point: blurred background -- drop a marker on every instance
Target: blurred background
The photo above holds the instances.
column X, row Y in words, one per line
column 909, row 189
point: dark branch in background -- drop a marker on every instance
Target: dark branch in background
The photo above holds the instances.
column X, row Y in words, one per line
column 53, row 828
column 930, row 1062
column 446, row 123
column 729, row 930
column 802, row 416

--

**Aim of the exercise:**
Copy every line of the material above, unchanged and in the same order.

**The completed task:**
point: blurred background -- drop a marker on every instance
Target: blurred background
The photo above holds the instances.
column X, row Y in words, one per line
column 909, row 189
point: dark branch in background -- drop a marker on every instance
Target: dark branch in background
The photo above holds the instances.
column X, row Y in words, one per line
column 53, row 828
column 930, row 1062
column 446, row 123
column 729, row 930
column 802, row 416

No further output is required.